→ **Trecho do documento**:

* * * * * * * * *

Legado e o Projeto ENIAC Programmers
A contribuição das mulheres para o projeto do ENIAC e para o desenvolvimento da tecnologia de computadores em geral foi essencial. Elas ajudaram a abrir caminho para a participação feminina nos campos da tecnologia e da engenharia, e inspiraram muitas outras mulheres a seguir carreiras semelhantes.
No livro “Proving Ground”, a autora Kathy Kleiman conta a história das seis mulheres pioneiras, encarregadas de descobrir como programar o primeiro computador totalmente eletrônico do mundo, sem códigos de instrução ou uma linguagem de programação, já que naquela época só existia a linguagem de máquina.
Kathy Kleiman se deparou com a história das programadoras do ENIAC durante sua graduação em programação em Harvard. Ela buscava por modelos que pudessem a inspirar em seu campo de trabalho e encontrou na história esquecida das mulheres uma motivação de pesquisa. A partir daí, Kathy produziu, em parceria com a PBS, o documentário “The Computers: The Remarkable Story of the ENIAC Programmers”, em que as próprias programadoras do ENIAC contam a sua história.

* * * * * * * * *

(Registros de um conjunto de rotulagem de pontos)
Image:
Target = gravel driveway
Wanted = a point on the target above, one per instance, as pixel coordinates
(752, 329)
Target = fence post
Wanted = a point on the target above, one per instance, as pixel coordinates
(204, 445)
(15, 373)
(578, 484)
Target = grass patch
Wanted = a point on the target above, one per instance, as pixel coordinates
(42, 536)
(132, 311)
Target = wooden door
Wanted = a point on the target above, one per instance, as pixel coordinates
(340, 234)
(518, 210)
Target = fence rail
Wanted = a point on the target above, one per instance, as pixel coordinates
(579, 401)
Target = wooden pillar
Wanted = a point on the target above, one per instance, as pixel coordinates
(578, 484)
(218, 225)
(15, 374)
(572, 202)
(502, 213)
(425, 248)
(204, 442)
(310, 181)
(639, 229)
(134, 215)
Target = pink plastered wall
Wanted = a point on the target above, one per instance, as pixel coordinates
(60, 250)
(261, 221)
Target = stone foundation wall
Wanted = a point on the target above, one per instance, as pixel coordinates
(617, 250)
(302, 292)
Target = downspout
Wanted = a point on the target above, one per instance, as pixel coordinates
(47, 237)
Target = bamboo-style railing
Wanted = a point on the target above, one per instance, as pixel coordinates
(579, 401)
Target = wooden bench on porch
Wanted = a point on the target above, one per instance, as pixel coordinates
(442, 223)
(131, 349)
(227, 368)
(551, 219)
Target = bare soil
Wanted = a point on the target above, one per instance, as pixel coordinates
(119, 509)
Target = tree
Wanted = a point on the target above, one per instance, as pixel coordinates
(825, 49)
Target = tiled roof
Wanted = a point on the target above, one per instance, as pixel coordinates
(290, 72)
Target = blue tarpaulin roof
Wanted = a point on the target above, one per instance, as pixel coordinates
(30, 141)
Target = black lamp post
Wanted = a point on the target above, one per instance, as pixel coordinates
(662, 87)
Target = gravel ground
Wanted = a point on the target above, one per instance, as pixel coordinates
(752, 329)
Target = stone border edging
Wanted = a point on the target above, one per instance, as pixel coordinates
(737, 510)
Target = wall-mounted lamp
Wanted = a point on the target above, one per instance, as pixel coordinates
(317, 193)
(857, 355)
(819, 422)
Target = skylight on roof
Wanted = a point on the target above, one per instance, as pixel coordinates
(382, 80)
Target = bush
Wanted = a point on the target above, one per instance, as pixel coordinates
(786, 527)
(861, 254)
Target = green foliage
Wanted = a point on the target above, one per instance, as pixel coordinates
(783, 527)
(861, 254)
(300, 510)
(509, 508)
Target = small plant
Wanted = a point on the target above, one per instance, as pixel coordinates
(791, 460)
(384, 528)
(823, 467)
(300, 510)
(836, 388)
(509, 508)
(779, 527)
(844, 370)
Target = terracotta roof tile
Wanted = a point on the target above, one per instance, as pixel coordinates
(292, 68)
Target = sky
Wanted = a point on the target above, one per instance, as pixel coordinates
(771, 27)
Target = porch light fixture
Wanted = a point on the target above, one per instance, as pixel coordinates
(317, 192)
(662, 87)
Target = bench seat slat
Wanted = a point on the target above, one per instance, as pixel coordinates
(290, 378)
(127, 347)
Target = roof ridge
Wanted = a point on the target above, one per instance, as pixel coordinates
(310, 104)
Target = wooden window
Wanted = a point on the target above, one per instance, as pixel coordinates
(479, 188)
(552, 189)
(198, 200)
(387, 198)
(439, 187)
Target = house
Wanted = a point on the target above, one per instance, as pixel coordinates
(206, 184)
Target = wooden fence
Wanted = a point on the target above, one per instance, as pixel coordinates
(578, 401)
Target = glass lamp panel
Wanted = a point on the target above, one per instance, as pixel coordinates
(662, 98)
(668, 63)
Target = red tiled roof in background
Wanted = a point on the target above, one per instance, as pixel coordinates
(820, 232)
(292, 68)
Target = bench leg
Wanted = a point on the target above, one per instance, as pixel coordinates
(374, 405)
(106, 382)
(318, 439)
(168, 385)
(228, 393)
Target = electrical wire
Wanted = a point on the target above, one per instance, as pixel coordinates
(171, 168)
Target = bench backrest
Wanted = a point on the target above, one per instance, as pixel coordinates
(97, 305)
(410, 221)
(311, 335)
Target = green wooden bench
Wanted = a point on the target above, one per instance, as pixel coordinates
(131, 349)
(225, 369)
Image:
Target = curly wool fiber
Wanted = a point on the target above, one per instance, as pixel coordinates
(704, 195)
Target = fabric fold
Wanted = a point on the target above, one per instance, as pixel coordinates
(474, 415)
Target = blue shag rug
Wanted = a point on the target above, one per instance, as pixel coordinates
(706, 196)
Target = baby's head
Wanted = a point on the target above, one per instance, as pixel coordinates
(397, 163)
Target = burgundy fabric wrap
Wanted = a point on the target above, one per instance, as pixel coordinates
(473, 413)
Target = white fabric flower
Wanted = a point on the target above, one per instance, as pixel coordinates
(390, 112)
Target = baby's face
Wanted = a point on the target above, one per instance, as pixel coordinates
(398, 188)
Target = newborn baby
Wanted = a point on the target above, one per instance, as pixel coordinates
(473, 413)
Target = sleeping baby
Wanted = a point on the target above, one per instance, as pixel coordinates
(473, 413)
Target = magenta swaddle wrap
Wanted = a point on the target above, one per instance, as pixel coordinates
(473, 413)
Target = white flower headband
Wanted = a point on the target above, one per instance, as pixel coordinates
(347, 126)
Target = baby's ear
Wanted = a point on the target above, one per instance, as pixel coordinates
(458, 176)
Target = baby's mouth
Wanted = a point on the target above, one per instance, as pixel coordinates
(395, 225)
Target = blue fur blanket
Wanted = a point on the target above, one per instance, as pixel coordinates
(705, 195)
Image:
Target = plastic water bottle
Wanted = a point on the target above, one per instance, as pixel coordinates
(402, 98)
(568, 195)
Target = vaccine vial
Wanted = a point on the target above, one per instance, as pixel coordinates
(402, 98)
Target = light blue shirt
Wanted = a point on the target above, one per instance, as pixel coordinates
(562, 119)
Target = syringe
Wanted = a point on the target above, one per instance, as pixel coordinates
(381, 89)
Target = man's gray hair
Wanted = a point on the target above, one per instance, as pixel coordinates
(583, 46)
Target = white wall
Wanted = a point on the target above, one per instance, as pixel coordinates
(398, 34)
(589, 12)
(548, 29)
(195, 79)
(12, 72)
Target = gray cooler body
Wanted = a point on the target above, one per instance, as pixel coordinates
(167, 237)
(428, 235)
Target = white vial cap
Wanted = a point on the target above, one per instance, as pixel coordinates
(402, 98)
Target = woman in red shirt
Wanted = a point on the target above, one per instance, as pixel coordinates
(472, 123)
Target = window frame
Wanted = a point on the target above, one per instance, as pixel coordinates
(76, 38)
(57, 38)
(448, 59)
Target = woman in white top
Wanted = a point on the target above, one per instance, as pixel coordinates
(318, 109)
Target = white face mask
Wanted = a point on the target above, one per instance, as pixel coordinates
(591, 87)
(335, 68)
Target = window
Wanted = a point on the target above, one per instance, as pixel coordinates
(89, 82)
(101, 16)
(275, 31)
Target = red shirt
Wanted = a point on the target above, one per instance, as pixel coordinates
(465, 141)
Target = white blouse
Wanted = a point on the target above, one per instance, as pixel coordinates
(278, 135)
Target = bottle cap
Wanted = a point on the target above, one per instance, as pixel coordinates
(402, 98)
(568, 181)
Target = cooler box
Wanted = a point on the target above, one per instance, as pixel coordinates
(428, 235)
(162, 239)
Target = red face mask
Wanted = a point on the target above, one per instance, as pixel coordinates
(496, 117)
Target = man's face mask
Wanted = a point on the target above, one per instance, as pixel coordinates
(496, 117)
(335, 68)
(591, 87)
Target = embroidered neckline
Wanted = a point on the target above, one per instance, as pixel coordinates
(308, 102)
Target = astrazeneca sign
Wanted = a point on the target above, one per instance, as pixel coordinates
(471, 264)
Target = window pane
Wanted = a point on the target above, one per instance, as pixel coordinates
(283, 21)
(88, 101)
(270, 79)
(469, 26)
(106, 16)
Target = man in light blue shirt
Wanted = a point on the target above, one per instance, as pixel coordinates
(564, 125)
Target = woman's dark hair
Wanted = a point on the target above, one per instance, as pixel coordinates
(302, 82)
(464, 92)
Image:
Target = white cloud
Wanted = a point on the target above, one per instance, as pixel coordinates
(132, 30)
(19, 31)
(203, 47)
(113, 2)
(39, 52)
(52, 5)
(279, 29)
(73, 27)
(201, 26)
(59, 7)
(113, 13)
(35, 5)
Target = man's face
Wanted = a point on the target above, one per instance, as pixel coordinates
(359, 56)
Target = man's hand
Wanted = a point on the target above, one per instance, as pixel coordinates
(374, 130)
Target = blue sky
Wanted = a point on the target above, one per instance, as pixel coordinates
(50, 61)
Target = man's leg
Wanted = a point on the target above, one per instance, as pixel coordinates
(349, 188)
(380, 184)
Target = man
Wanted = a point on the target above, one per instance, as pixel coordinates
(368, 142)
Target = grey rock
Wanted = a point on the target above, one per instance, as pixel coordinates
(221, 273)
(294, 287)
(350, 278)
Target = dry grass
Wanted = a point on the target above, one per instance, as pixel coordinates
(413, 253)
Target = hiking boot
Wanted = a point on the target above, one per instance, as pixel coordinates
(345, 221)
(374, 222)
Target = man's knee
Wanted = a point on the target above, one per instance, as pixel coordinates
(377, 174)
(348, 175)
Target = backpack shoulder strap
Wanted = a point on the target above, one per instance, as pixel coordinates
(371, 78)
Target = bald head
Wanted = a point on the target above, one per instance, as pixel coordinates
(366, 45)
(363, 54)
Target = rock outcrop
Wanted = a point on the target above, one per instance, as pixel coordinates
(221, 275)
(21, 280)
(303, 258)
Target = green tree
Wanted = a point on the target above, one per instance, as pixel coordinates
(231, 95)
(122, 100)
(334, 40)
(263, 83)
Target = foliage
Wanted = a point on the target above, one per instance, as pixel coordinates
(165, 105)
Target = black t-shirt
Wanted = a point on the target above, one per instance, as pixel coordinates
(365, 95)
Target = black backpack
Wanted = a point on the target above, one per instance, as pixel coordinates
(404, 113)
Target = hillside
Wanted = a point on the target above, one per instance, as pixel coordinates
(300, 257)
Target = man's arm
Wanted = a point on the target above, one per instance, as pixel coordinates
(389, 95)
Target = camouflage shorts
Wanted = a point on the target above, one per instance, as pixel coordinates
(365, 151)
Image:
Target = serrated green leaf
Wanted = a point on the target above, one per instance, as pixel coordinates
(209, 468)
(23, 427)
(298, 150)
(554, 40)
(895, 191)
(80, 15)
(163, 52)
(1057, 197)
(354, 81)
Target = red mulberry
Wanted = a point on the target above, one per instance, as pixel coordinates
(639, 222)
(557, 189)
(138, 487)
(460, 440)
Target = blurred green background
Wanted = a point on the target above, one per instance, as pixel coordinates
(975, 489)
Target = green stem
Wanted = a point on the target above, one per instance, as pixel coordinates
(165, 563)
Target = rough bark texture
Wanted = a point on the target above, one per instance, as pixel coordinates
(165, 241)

* * * * * * * * *

→ **A tarefa**: Escreva a continuação do texto sobre as programadoras do ENIAC, começando logo após a última frase dele. As entradas vêm de outra fonte.

→ **Resposta ao exercício**:
A partir do documentário e do livro Proving Ground, foi fundado o Projeto ENIAC Programmers, cujo objetivo é resgatar e divulgar as histórias de mulheres pioneiras nas áreas da tecnologia e da computação. O projeto, liderado por Kleiman, atualmente se dedica a buscar as histórias das mulheres que trabalharam no desenvolvimento do UNIVAC. Também são promovidas palestras, leituras coletivas e exibições das obras que tratam da história das programadoras do ENIAC.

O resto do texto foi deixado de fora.